Retype the rows below word for word, changing nothing.

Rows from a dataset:
.....

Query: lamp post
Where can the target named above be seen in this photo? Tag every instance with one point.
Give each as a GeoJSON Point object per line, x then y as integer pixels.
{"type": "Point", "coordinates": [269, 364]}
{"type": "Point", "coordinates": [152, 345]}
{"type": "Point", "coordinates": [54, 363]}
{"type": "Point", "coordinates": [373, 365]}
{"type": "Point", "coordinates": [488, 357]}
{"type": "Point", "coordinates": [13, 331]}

.....

* FULL ANSWER *
Query: lamp post
Where can the target named above be seen in this photo? Tag every instance with one point.
Give each as a GeoJSON Point object per line, x then y as integer pixels.
{"type": "Point", "coordinates": [269, 364]}
{"type": "Point", "coordinates": [152, 345]}
{"type": "Point", "coordinates": [54, 363]}
{"type": "Point", "coordinates": [373, 365]}
{"type": "Point", "coordinates": [488, 357]}
{"type": "Point", "coordinates": [13, 331]}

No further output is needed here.